Short exercise 1: Restate word for word the rows below, from the start of the rows through the line holding "745,159,1176,1019", inclusive. Leave the pictures out of your answer.

....................

The first solo exhibition in Ireland by the leading young German artist Thomas Scheibitz opens to the public at the Irish Museum of Modern Art on Wednesday 14 November 2007. about 90 Elements/TOD IM DSCHUNGEL comprises some 30 new paintings, sculptures and works on paper, all direct from the artist’s studio. It also includes a new architectural build made especially for IMMA. The exhibition will be officially opened by the leading Irish playwright Mark O’Rowe at 6.00pm on Tuesday 13 November.

 

The title of the exhibition provides a key to the essential ideas underlying Scheibitz’s work. about 90 Elements is taken from the periodic table of chemical components, of which 90 exist in the natural world, and refers to man’s desire for order and knowledge. TOD IM DSCHUNGEL translates literally as Dead in the Jungle and refers to two different jungles, the urban and the wild. The double title expresses something of the tension between man’s desire to expose nature’s secrets and nature’s reluctance to reveal all. Scheibitz seeks to convey the underlying principles of our seemingly well-ordered world, disentangling them into abstracted scenes to reveal something of the unpredictability that lies beneath.

....................

Short exercise 2: Quote the exhibition announcement above exactly, between "The title of" and "that lies beneath.", inclusive.

....................

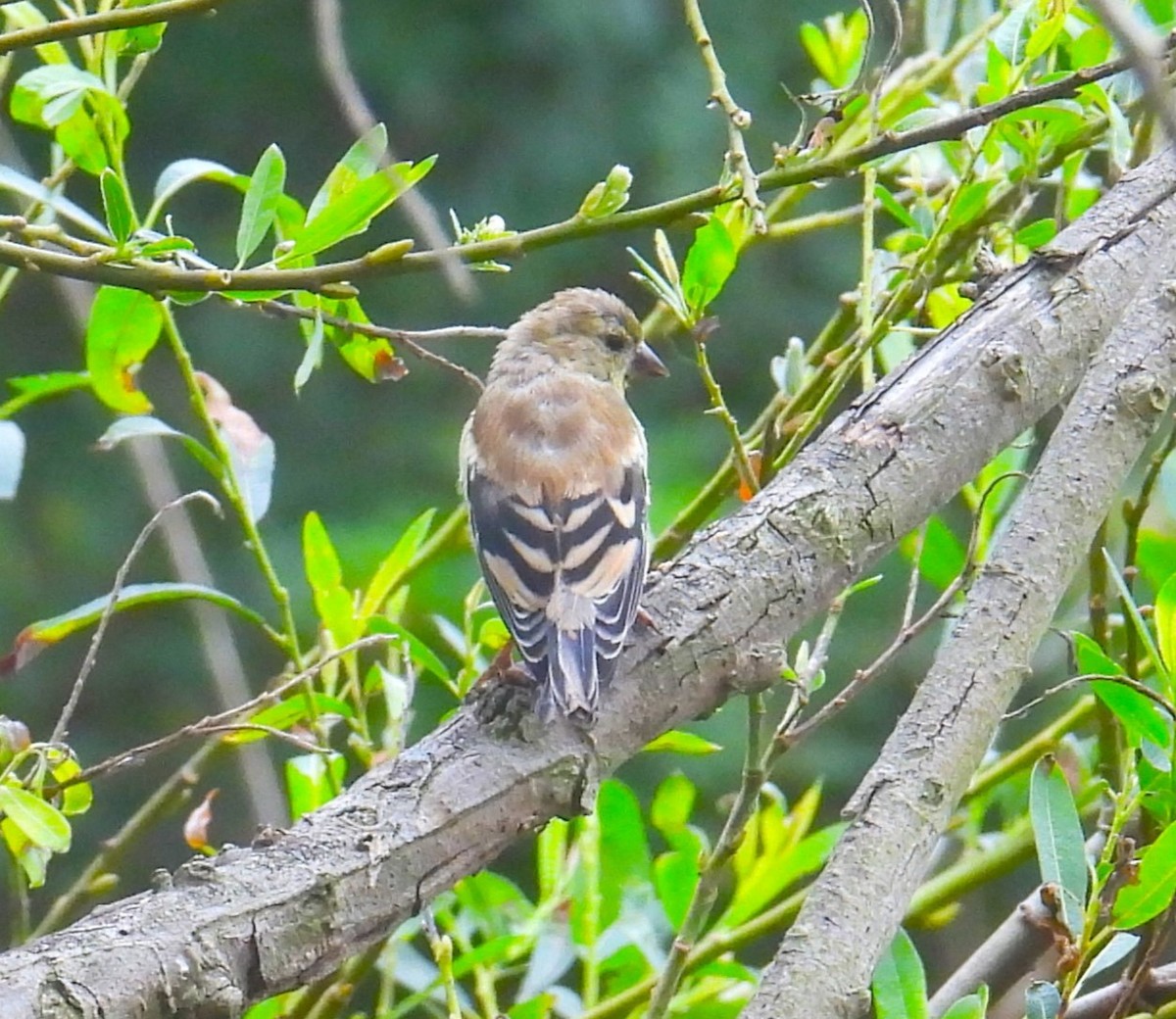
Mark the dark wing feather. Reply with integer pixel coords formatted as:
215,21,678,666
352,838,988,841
558,464,649,684
466,470,558,664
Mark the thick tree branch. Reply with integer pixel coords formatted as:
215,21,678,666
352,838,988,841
7,149,1176,1019
745,159,1176,1019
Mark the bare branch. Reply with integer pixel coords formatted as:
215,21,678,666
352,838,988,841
0,0,229,53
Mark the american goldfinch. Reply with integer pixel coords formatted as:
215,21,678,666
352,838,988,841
461,288,666,725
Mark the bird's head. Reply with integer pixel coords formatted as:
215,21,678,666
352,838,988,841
507,287,668,389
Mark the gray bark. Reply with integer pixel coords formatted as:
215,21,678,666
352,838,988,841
745,154,1176,1019
0,147,1176,1019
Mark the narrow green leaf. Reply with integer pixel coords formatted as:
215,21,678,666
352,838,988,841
94,413,224,478
1103,549,1172,696
682,216,739,318
0,783,71,853
654,850,699,930
302,511,359,648
649,771,698,835
943,985,988,1019
0,420,24,500
294,315,327,396
1025,980,1062,1019
306,123,388,223
236,145,286,266
1112,825,1176,929
0,583,266,673
286,752,347,821
1029,754,1089,939
535,817,571,902
222,694,355,744
150,159,249,227
1154,575,1176,694
645,729,723,757
98,167,139,246
596,778,653,927
870,927,927,1019
86,287,164,413
0,166,108,240
360,509,436,619
52,757,94,817
277,157,436,262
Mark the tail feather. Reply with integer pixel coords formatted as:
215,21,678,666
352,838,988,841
540,626,600,725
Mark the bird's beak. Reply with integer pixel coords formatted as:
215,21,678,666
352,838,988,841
633,340,669,377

....................

Full output 1:
Mark the dark wing feather. Reply with integer pixel coords formatted as:
215,21,678,666
352,838,988,841
558,464,649,684
466,470,558,664
Mark the thick tree branch. Reply with integer pixel coords formatted as:
215,21,678,666
352,838,988,841
7,149,1176,1019
745,159,1176,1019

Full output 2:
The title of the exhibition provides a key to the essential ideas underlying Scheibitz’s work. about 90 Elements is taken from the periodic table of chemical components, of which 90 exist in the natural world, and refers to man’s desire for order and knowledge. TOD IM DSCHUNGEL translates literally as Dead in the Jungle and refers to two different jungles, the urban and the wild. The double title expresses something of the tension between man’s desire to expose nature’s secrets and nature’s reluctance to reveal all. Scheibitz seeks to convey the underlying principles of our seemingly well-ordered world, disentangling them into abstracted scenes to reveal something of the unpredictability that lies beneath.